:: EXTRACTED MATERIAL ::
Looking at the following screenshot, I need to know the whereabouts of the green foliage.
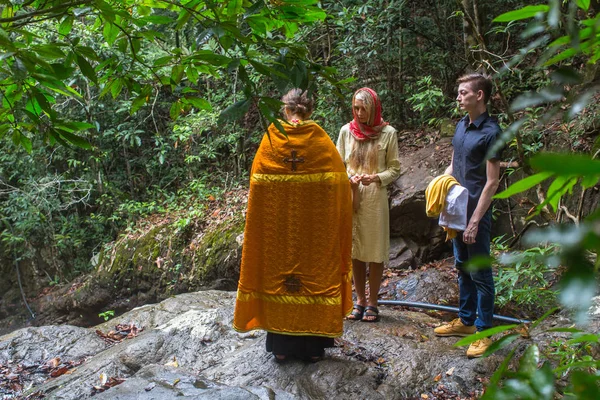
[494,241,558,312]
[0,0,333,151]
[483,0,600,399]
[408,75,451,127]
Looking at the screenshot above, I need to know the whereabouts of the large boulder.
[0,288,600,400]
[390,133,452,267]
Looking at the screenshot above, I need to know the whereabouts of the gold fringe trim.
[251,172,348,183]
[233,324,343,339]
[237,290,342,306]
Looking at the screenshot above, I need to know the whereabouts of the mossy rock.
[440,118,456,137]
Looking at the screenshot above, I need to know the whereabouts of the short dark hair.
[281,88,314,118]
[456,73,492,103]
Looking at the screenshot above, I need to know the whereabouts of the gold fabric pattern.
[233,122,352,337]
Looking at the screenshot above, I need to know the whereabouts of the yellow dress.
[233,121,352,337]
[337,124,400,263]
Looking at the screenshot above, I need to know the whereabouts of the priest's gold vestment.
[233,121,352,337]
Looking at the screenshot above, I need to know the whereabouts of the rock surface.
[0,288,600,400]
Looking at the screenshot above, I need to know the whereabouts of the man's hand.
[360,174,381,186]
[463,222,479,244]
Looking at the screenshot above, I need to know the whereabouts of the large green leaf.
[219,99,251,123]
[576,0,590,11]
[510,86,565,111]
[454,324,518,347]
[56,129,92,150]
[75,54,98,84]
[530,153,600,176]
[519,344,540,377]
[493,4,550,22]
[183,97,212,111]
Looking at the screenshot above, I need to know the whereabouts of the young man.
[434,74,501,358]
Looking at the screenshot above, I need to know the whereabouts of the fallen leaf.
[50,367,69,378]
[46,357,60,368]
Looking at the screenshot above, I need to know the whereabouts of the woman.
[233,89,352,362]
[337,88,400,322]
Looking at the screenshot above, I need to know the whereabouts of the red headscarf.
[350,87,388,141]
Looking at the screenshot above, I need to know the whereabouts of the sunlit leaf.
[75,54,98,84]
[530,153,600,176]
[510,86,565,111]
[550,67,582,85]
[183,97,212,111]
[576,0,590,11]
[219,99,250,123]
[493,5,550,22]
[519,344,540,377]
[58,15,74,36]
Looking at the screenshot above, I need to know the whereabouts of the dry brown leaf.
[165,356,179,368]
[46,357,60,368]
[100,372,108,386]
[50,367,69,378]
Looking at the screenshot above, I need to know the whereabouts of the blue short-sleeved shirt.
[452,111,502,218]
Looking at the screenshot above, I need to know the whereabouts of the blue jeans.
[452,211,496,331]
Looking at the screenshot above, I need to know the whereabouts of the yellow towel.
[425,174,458,241]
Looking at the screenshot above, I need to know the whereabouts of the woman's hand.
[350,175,360,190]
[360,174,381,186]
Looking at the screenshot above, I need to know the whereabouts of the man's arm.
[444,150,454,175]
[463,159,500,244]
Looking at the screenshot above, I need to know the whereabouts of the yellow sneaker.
[433,318,476,336]
[467,338,493,358]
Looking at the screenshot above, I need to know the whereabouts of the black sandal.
[346,304,365,321]
[273,354,287,364]
[361,306,379,322]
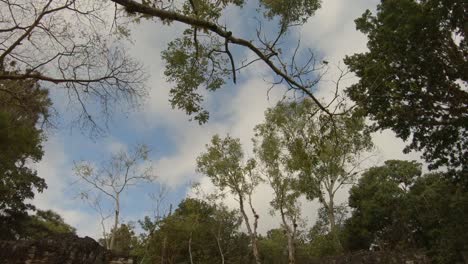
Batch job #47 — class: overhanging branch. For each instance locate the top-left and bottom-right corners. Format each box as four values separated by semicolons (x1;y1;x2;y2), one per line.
111;0;336;116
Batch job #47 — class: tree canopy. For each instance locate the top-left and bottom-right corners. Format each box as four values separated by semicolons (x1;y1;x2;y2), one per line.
345;0;468;171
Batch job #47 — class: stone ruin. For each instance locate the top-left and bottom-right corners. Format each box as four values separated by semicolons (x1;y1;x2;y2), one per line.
0;235;134;264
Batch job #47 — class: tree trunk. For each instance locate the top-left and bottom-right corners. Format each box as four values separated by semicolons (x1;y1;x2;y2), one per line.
239;194;261;264
109;194;120;250
280;208;296;264
325;190;343;252
215;233;224;264
189;232;193;264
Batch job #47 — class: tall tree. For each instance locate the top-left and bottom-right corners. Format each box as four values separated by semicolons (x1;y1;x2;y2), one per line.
112;0;352;123
197;135;260;263
74;145;155;250
135;198;248;264
346;160;421;249
20;210;76;239
254;124;301;264
0;0;145;135
345;0;468;173
0;76;50;239
257;99;372;252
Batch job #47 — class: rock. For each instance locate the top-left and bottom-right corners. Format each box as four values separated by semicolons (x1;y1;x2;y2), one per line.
0;234;133;264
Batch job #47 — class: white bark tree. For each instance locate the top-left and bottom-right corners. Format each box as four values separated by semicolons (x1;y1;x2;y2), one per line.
74;145;155;250
197;135;261;264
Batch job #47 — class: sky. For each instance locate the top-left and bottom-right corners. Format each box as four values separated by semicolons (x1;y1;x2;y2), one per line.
33;0;421;239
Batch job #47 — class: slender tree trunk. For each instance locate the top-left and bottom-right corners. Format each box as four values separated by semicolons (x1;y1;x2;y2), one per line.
280;208;296;264
215;233;224;264
325;188;343;252
239;194;261;264
109;194;120;250
189;232;193;264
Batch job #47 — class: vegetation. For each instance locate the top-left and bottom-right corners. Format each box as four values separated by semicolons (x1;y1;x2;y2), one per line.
0;0;468;264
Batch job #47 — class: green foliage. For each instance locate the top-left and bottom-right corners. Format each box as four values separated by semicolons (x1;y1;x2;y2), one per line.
259;229;288;264
408;173;468;264
197;135;259;196
162;32;229;124
343;160;468;264
0;75;50;238
107;223;140;256
347;160;421;250
134;198;249;264
345;0;468;170
260;0;321;26
20;210;76;239
0;210;76;240
154;0;321;124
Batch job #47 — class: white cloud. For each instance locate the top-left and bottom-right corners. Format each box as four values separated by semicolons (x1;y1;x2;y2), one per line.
33;135;99;237
35;0;426;237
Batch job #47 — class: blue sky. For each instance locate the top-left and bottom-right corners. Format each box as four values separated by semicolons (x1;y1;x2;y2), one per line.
30;0;419;238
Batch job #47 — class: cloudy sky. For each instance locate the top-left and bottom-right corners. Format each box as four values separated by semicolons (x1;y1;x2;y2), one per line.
34;0;419;238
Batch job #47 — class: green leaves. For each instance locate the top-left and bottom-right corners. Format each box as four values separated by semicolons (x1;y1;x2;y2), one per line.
0;76;50;225
162;29;228;124
345;0;468;171
260;0;321;26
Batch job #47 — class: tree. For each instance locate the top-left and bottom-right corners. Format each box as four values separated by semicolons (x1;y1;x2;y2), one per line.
408;173;468;264
254;123;301;264
74;145;155;250
343;160;468;264
345;0;468;172
105;223;140;256
112;0;352;123
197;135;260;263
135;198;248;264
0;0;145;134
0;76;50;239
345;160;421;250
257;99;372;252
20;210;76;239
307;205;348;258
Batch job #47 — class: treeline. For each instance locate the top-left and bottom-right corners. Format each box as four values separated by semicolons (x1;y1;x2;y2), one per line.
103;160;468;264
0;0;468;264
98;100;468;263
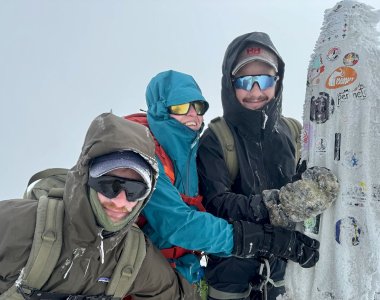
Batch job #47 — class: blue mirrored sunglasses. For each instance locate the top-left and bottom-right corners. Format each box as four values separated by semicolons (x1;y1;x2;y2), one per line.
232;75;279;91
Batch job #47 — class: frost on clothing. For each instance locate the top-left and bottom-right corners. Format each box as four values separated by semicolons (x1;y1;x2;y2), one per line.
286;1;380;300
198;32;295;292
143;71;233;282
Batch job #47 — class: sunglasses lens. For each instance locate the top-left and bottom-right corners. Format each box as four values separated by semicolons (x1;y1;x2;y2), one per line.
233;75;278;91
191;101;208;116
169;103;190;115
88;176;148;202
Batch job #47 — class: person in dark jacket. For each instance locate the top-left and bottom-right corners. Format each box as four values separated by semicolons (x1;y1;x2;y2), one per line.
198;32;317;299
126;70;318;298
0;114;198;300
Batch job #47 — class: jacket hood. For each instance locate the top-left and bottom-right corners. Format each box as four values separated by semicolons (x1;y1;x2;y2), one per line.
146;70;208;196
222;32;285;134
63;113;158;246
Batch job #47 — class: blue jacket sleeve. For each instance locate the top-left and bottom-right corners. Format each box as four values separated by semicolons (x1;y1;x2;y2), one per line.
143;161;233;256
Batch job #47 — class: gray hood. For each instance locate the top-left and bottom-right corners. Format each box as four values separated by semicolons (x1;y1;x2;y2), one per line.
222;32;285;135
:::
## TASK GOAL
Convert the lines from the one containing "the yellow dress." through the one containing "[361,306,379,322]" into a numbered list, leaving out any blank lines.

## TASK RESPONSE
1. Looking at the screenshot above, I need to know the whereabouts of the yellow dress.
2. [233,121,352,337]
3. [337,124,400,263]
4. Looking at the screenshot above, I need to know the whereabouts of the priest's gold vestment.
5. [233,121,352,337]
6. Looking at the screenshot above, I need to know the whereabouts of the rock surface.
7. [0,288,600,400]
8. Looking at the screenshot above, I need to know the whereabouts of the man's hand.
9. [360,174,381,186]
10. [463,222,479,244]
11. Looking at the screenshot above, I need to know the whereabouts of the large green leaf.
12. [219,99,251,123]
13. [576,0,590,11]
14. [510,86,565,111]
15. [454,324,518,347]
16. [56,129,92,150]
17. [75,54,98,84]
18. [530,153,600,176]
19. [519,344,540,377]
20. [493,4,550,22]
21. [183,97,212,111]
22. Looking at the screenshot above, I need to know the whereabouts of the young man.
23. [434,74,501,358]
24. Looking at the screenshot above, I need to know the whereabouts of the fallen leaf.
25. [50,367,69,378]
26. [46,357,60,368]
27. Looking at the screenshot above, I need to know the whereabouts of the woman.
28. [233,89,352,362]
29. [337,88,400,322]
30. Looking at the screenshot above, I need to know the whereabouts of the red headscarf.
31. [350,87,388,141]
32. Looking at the screenshot above, I need to know the whereabouts of the sunlit leaf.
33. [75,54,98,84]
34. [530,153,600,176]
35. [510,86,565,111]
36. [550,67,582,85]
37. [183,97,212,111]
38. [576,0,590,11]
39. [219,99,250,123]
40. [493,5,550,22]
41. [519,344,540,377]
42. [58,15,74,36]
43. Looking at the screenshot above, I need to know the whereabouts of the dry brown leaf.
44. [165,356,179,368]
45. [46,357,60,368]
46. [100,372,108,386]
47. [50,367,69,378]
48. Looking at the screenshot above, I need to know the whereabouts of the blue short-sleeved shirt.
49. [452,111,502,218]
50. Looking at the screenshot above, I need to know the whereabouts of the blue jeans.
51. [452,211,496,331]
52. Looking at the screenshot above, I need to know the whereabouts of the yellow towel.
53. [425,174,458,241]
54. Looking at the screenshot above, I need to know the whereabouts of the woman's hand.
55. [350,175,360,190]
56. [360,174,381,186]
57. Looking at the screenshot above, I need to know the whereabouts of the man's arm.
58. [444,150,454,175]
59. [463,159,500,244]
60. Looking at the screenshot above, I need to know the whereabouts of the yellow sneaker.
61. [433,318,476,336]
62. [467,338,493,358]
63. Looking at the screenshot above, I need to know the whereabouts of the black sandal.
64. [346,304,365,321]
65. [273,354,287,364]
66. [361,306,379,322]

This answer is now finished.